» Quoted text:
By Amit Kapoor,
The theory that developing countries should attract investments is based on the fact that investments, especially FDIs have immense ability to raise the standard of living of the people. FD’s continued to be the most significant foreign inflows to developing countries in 2014. If the inflows to China are taken out of the equation, FDIs become the second largest inflows after remittances. India accounts for roughly $71 billion out of the $608 billion expected to be remitted to countries, according to the World Bank, in 2014. China is at a close second and is expected to have remittance flows of $64 billion.
If data from OECD is looked at, one sees that China had FDI inflows of $253 billion compared to India’s $24 billion, Russia’s $30 billion and Brazils $65 billion in 2012. One can easily see that China amounts to an enormous amount of FDI inflows globally amounting to roughly 10 times that of India in a single year. In fact, the total FDI inflows to India from abroad from April 2000 to July 2014 ammounted to $339 billion according to the Department of Industrial Policy and Promotion (DIPP). It is lesser than the investment that China received in just 2011 and 2012 if one looks at the OECD figures.

» Exercises:
- 1) Rewrite the FDI passage beginning at the words "If data from" and stopping after "the OECD figures.", swapping "OECD" for "Organization for Economic Co-operation and Development" each time it occurs.
- 2) According to the FDI passage, why should developing countries attract investments?
The data that comes next is separate material, unrelated to the FDI passage.

[Records from a data source]
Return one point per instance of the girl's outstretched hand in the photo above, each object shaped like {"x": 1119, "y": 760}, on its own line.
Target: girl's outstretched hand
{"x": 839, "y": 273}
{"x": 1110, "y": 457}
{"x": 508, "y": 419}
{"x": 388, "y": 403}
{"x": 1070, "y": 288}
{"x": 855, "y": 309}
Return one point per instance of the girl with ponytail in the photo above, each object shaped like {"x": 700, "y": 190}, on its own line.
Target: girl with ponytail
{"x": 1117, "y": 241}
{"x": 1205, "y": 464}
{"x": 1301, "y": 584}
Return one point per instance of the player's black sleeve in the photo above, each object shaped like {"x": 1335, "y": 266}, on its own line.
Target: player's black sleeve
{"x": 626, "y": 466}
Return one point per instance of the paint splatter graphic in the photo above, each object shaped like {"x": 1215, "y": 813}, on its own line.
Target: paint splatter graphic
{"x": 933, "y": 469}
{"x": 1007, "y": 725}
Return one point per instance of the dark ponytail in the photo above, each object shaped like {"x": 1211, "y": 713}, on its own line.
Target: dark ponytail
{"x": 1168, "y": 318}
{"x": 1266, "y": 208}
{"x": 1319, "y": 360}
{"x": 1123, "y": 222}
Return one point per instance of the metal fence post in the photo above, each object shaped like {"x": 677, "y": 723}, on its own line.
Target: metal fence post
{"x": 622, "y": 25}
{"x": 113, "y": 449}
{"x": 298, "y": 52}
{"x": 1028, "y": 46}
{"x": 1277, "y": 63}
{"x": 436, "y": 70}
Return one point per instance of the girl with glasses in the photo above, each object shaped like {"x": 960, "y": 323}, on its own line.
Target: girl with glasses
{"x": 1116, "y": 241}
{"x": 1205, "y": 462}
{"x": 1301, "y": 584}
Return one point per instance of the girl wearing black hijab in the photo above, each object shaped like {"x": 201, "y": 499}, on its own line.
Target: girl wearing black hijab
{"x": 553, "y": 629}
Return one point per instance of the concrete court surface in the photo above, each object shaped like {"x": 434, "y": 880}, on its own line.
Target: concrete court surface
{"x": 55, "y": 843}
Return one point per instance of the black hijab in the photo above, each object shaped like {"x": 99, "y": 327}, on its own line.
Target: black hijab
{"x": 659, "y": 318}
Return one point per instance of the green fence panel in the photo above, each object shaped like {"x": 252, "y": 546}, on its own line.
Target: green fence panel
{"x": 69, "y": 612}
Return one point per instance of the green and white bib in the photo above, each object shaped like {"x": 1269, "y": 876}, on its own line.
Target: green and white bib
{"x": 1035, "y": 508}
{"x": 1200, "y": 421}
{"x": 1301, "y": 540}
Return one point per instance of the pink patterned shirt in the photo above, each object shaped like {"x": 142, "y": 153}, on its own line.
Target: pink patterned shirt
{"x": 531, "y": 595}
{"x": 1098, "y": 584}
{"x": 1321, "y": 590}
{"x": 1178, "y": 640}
---
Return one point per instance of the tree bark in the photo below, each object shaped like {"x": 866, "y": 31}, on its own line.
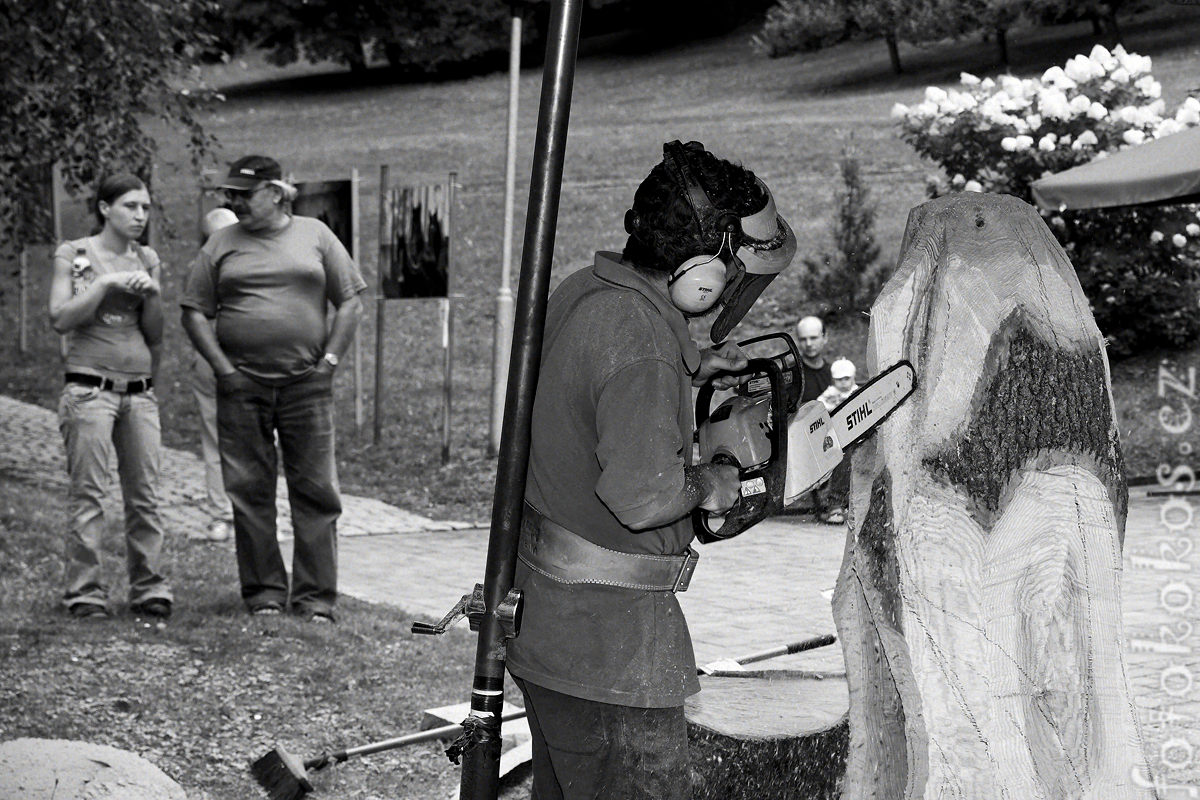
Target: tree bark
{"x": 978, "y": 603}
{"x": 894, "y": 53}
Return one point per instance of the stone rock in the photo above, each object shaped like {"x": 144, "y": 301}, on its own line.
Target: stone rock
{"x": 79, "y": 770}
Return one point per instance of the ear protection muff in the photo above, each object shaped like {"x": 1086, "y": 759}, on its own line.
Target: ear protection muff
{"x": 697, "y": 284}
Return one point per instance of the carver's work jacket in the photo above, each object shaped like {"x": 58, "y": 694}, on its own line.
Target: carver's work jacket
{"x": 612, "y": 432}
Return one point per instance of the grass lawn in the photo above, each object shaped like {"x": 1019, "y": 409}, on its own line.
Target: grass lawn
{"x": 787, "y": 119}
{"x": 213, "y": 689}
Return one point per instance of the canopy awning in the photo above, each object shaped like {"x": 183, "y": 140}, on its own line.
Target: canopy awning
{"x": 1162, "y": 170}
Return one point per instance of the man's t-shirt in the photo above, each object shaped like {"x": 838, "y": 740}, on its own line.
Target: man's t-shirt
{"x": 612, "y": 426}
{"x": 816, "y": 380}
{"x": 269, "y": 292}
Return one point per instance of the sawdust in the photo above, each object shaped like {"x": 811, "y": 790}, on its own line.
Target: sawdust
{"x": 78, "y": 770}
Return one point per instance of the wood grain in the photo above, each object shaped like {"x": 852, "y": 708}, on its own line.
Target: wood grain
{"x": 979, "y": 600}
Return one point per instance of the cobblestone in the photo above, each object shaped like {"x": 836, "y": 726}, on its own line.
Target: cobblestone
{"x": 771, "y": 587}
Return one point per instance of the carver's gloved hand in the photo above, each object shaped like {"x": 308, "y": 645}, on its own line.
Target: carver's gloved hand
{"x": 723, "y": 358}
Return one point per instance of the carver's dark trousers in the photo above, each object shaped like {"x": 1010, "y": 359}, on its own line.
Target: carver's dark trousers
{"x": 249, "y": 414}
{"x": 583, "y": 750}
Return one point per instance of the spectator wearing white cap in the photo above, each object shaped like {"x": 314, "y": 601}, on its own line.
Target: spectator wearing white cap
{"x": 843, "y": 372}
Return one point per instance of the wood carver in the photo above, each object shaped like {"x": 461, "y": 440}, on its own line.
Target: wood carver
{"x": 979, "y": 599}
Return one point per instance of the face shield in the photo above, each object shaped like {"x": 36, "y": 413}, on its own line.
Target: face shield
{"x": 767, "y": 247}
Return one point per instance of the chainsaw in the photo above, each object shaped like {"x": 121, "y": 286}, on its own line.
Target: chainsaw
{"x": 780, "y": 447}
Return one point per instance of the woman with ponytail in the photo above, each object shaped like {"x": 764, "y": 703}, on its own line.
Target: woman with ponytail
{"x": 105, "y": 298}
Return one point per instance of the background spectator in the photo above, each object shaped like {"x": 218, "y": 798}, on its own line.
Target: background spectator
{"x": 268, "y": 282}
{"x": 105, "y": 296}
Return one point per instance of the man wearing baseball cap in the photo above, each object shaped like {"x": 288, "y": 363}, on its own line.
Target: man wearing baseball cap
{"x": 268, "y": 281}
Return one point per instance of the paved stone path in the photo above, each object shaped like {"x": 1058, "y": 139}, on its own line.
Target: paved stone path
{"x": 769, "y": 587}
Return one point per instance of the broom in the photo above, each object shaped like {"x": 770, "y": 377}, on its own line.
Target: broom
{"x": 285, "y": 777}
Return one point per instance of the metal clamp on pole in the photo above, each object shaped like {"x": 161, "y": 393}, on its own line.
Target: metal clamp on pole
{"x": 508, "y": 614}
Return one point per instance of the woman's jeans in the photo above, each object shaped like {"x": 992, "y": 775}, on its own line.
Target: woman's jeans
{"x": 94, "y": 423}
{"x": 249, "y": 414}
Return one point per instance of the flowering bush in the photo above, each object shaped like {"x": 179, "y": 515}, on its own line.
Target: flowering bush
--
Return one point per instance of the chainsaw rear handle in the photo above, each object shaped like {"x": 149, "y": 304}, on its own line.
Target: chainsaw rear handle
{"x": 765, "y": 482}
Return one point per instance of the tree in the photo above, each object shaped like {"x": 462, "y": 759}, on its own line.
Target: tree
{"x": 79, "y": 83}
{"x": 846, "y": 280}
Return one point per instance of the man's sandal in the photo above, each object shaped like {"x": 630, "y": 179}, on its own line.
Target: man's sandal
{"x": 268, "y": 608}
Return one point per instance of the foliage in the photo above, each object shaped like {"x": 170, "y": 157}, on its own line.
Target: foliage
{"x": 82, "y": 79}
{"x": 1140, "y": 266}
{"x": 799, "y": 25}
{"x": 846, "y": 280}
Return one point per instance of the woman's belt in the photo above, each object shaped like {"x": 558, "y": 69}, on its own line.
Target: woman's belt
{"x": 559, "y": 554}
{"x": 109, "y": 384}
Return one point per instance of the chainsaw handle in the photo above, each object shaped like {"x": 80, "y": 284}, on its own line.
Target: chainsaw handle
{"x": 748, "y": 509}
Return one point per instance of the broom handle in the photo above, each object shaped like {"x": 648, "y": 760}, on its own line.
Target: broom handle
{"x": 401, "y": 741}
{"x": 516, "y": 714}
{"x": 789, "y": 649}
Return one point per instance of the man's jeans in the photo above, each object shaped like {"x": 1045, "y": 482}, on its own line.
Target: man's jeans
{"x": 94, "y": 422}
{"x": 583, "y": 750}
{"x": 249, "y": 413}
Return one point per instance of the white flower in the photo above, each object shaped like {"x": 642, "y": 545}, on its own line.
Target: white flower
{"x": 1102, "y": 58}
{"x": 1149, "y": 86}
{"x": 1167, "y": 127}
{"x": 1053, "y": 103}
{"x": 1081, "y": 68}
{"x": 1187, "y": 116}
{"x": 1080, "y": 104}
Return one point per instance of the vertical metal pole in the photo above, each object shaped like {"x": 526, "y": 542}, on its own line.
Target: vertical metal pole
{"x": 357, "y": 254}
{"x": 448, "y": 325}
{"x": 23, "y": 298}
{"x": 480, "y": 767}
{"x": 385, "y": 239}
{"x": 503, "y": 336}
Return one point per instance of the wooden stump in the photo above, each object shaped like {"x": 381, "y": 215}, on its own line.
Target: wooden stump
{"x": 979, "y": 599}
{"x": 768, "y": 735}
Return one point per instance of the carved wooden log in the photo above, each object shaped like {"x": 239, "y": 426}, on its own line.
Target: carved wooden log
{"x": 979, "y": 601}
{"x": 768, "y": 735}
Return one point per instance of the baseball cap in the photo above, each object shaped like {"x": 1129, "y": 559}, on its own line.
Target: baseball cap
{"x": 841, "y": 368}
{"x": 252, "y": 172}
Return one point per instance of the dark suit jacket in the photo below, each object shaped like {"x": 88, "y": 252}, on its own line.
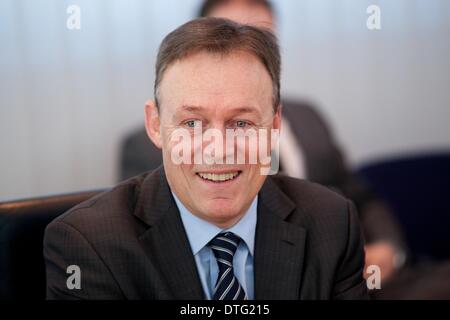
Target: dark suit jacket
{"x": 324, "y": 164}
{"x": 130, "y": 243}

» Answers given:
- 1)
If data from Organization for Economic Co-operation and Development is looked at, one sees that China had FDI inflows of $253 billion compared to India’s $24 billion, Russia’s $30 billion and Brazils $65 billion in 2012. One can easily see that China amounts to an enormous amount of FDI inflows globally amounting to roughly 10 times that of India in a single year. In fact, the total FDI inflows to India from abroad from April 2000 to July 2014 ammounted to $339 billion according to the Department of Industrial Policy and Promotion (DIPP). It is lesser than the investment that China received in just 2011 and 2012 if one looks at the Organization for Economic Co-operation and Development figures.

- 2) Investments, especially FDIs, have an immense ability to raise people's standard of living.